--- Objective ---
Render only the lines from the line with "Pick out each instance of the green iced" through the line with "<point>215,148</point>", both included, as a Markdown table. Use a Row column for the line number and a Line column for the line itself, and skip any blank lines.

--- Stored data ---
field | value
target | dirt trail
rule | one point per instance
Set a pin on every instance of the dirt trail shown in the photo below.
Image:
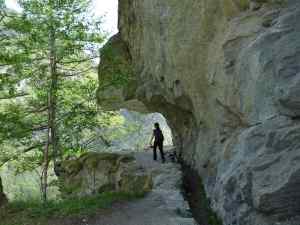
(164, 205)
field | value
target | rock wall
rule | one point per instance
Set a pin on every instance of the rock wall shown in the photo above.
(226, 75)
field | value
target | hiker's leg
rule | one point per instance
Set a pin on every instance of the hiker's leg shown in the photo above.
(161, 149)
(154, 151)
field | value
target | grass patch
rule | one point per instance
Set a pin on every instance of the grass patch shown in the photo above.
(37, 213)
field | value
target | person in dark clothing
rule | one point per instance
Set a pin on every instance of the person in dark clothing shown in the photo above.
(158, 142)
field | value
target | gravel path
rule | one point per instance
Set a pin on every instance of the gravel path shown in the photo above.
(163, 206)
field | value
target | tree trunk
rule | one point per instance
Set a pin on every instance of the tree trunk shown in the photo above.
(52, 103)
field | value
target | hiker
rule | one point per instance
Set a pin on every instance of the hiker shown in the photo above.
(158, 142)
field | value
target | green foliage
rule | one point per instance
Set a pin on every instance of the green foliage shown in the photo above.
(26, 81)
(35, 211)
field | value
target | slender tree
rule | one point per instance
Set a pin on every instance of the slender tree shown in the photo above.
(41, 48)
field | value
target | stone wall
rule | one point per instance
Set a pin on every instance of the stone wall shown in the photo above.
(226, 75)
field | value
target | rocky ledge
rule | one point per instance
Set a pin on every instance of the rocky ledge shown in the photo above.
(94, 173)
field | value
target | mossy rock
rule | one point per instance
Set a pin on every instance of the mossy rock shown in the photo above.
(92, 159)
(136, 185)
(72, 167)
(95, 172)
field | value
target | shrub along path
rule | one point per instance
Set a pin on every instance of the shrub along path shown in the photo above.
(164, 205)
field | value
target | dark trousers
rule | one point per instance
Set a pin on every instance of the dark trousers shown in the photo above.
(160, 147)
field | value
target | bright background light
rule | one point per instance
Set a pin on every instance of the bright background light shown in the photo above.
(106, 8)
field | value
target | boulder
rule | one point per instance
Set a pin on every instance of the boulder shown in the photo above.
(94, 173)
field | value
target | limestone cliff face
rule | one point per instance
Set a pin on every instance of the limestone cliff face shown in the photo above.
(226, 75)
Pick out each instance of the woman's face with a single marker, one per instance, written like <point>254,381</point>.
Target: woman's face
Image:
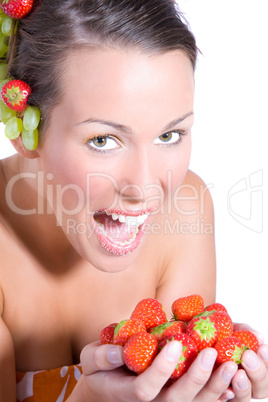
<point>117,148</point>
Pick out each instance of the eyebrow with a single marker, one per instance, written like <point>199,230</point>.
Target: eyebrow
<point>128,130</point>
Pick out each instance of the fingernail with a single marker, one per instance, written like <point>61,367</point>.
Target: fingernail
<point>208,359</point>
<point>173,351</point>
<point>114,356</point>
<point>264,353</point>
<point>228,373</point>
<point>259,336</point>
<point>251,361</point>
<point>243,382</point>
<point>228,394</point>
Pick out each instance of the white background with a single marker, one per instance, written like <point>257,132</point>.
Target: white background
<point>230,145</point>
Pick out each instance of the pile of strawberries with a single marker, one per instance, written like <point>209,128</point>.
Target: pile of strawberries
<point>197,327</point>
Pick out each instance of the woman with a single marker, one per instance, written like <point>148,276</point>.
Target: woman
<point>100,214</point>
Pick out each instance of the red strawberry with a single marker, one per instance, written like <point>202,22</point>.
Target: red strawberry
<point>125,329</point>
<point>107,334</point>
<point>215,307</point>
<point>248,339</point>
<point>167,329</point>
<point>151,312</point>
<point>140,351</point>
<point>185,308</point>
<point>224,324</point>
<point>15,95</point>
<point>229,349</point>
<point>222,320</point>
<point>189,353</point>
<point>16,8</point>
<point>203,331</point>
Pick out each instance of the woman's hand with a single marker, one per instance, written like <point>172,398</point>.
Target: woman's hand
<point>106,381</point>
<point>254,376</point>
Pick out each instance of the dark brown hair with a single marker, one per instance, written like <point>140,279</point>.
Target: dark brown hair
<point>55,27</point>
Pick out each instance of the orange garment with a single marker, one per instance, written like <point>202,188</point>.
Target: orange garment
<point>53,385</point>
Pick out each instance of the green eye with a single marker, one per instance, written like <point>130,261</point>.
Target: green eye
<point>99,142</point>
<point>103,143</point>
<point>172,137</point>
<point>166,137</point>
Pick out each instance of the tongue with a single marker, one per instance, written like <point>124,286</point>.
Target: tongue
<point>118,231</point>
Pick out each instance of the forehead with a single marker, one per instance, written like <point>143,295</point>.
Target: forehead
<point>117,81</point>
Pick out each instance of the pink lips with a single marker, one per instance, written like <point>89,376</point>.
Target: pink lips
<point>113,246</point>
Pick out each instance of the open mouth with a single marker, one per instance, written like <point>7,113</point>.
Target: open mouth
<point>119,232</point>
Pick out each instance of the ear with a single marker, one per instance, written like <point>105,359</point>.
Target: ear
<point>22,150</point>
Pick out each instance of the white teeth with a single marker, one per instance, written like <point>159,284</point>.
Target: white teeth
<point>128,219</point>
<point>122,218</point>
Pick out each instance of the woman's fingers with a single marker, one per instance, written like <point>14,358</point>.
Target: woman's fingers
<point>190,384</point>
<point>149,384</point>
<point>241,387</point>
<point>96,357</point>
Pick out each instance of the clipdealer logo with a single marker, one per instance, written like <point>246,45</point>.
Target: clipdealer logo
<point>245,201</point>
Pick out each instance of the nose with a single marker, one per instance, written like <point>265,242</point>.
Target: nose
<point>141,183</point>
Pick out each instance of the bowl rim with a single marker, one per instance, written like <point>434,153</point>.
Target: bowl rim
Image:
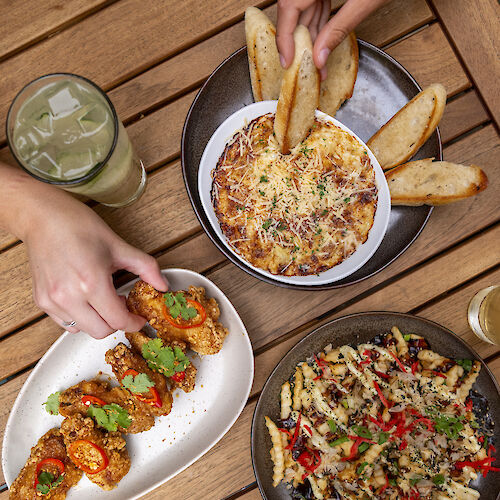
<point>198,210</point>
<point>375,314</point>
<point>363,253</point>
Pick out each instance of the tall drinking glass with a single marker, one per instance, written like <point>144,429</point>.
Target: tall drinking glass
<point>63,130</point>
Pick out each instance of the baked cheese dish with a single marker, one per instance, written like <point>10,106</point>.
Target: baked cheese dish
<point>296,214</point>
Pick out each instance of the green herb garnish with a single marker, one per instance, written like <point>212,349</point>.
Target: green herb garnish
<point>52,404</point>
<point>163,359</point>
<point>338,441</point>
<point>383,437</point>
<point>466,364</point>
<point>139,384</point>
<point>332,425</point>
<point>438,479</point>
<point>177,306</point>
<point>110,416</point>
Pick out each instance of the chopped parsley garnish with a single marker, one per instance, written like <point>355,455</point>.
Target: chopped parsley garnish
<point>361,467</point>
<point>164,359</point>
<point>52,404</point>
<point>383,437</point>
<point>332,425</point>
<point>362,431</point>
<point>466,364</point>
<point>177,305</point>
<point>110,416</point>
<point>138,384</point>
<point>363,447</point>
<point>338,441</point>
<point>266,224</point>
<point>47,482</point>
<point>438,479</point>
<point>416,479</point>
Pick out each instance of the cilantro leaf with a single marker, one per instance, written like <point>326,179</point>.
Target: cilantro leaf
<point>52,404</point>
<point>177,306</point>
<point>138,384</point>
<point>163,359</point>
<point>110,416</point>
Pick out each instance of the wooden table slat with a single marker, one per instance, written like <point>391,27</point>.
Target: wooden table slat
<point>473,27</point>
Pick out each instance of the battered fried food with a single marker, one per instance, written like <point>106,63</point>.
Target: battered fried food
<point>187,381</point>
<point>130,368</point>
<point>49,456</point>
<point>206,336</point>
<point>101,455</point>
<point>78,398</point>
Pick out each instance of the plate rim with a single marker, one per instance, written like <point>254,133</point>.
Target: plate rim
<point>394,314</point>
<point>199,455</point>
<point>381,216</point>
<point>222,247</point>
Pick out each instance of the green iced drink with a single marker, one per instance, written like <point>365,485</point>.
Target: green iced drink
<point>63,130</point>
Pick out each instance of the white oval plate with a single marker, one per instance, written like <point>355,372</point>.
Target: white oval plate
<point>197,422</point>
<point>215,148</point>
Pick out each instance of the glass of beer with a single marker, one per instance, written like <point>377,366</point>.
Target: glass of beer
<point>484,314</point>
<point>63,130</point>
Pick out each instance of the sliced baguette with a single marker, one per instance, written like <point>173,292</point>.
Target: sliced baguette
<point>342,69</point>
<point>401,137</point>
<point>266,72</point>
<point>427,182</point>
<point>299,95</point>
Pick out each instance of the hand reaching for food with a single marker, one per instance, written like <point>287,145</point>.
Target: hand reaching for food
<point>325,34</point>
<point>72,254</point>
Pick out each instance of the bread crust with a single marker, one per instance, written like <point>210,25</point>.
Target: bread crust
<point>299,95</point>
<point>266,72</point>
<point>389,160</point>
<point>339,83</point>
<point>425,182</point>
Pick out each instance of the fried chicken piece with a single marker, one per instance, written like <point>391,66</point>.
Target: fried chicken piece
<point>86,442</point>
<point>122,358</point>
<point>149,303</point>
<point>50,445</point>
<point>138,339</point>
<point>70,403</point>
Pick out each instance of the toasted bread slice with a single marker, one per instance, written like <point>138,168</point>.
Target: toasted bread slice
<point>342,70</point>
<point>299,95</point>
<point>266,72</point>
<point>427,182</point>
<point>401,137</point>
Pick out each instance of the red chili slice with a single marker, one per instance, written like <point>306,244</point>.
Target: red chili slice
<point>72,452</point>
<point>182,324</point>
<point>154,397</point>
<point>54,462</point>
<point>179,376</point>
<point>88,400</point>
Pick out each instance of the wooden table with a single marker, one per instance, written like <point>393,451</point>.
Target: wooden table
<point>152,56</point>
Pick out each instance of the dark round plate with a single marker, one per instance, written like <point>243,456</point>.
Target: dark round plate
<point>355,329</point>
<point>382,87</point>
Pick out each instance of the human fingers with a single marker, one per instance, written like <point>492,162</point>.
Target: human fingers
<point>140,263</point>
<point>112,308</point>
<point>288,18</point>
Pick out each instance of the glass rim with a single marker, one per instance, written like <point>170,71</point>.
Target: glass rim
<point>96,169</point>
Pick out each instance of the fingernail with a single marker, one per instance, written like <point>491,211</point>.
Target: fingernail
<point>323,56</point>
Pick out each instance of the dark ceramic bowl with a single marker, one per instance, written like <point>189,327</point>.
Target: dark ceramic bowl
<point>382,87</point>
<point>355,329</point>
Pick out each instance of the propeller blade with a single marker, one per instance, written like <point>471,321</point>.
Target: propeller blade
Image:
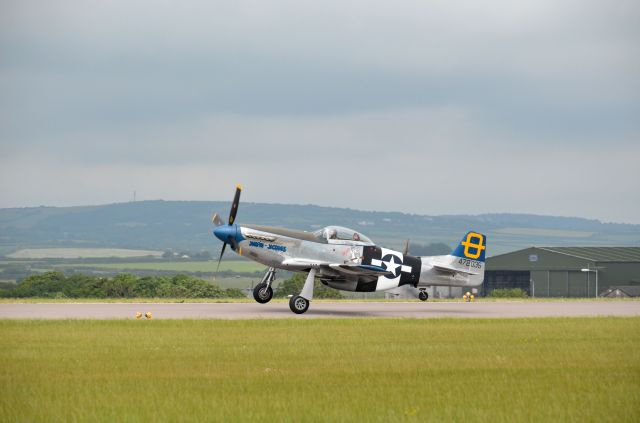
<point>221,254</point>
<point>234,205</point>
<point>215,219</point>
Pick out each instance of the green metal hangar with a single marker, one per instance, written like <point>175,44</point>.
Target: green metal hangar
<point>563,271</point>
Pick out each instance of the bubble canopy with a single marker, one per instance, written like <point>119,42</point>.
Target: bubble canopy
<point>341,233</point>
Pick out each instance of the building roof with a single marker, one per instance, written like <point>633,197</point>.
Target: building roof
<point>600,254</point>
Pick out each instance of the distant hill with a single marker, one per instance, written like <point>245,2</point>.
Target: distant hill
<point>185,225</point>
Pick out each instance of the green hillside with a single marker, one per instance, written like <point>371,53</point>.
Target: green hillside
<point>185,225</point>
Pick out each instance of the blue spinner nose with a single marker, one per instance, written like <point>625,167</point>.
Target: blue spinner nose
<point>224,232</point>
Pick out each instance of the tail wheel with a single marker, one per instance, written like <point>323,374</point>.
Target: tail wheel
<point>262,293</point>
<point>298,304</point>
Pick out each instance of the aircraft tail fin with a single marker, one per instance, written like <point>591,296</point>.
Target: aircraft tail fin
<point>466,260</point>
<point>473,246</point>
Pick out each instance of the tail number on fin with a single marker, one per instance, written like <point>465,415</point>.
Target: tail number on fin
<point>474,241</point>
<point>470,263</point>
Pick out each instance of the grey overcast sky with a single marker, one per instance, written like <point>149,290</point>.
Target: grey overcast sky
<point>431,107</point>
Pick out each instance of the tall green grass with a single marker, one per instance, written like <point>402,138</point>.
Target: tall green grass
<point>580,369</point>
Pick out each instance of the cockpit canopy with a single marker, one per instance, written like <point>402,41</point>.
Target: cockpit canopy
<point>341,233</point>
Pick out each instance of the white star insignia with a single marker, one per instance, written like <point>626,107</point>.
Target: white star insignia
<point>392,266</point>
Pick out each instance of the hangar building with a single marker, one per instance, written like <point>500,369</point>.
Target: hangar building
<point>563,271</point>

--- Answer to this exercise ---
| Row | Line |
|---|---|
| 1 | Pick out each instance of the green iced drink with a single marker, one per instance, written like <point>365,485</point>. |
| 2 | Target: green iced drink |
| 3 | <point>63,130</point> |
| 4 | Pick out each instance of the white oval plate with a single marker, one per instance, written like <point>355,372</point>. |
| 5 | Target: white oval plate |
| 6 | <point>197,422</point> |
| 7 | <point>215,148</point> |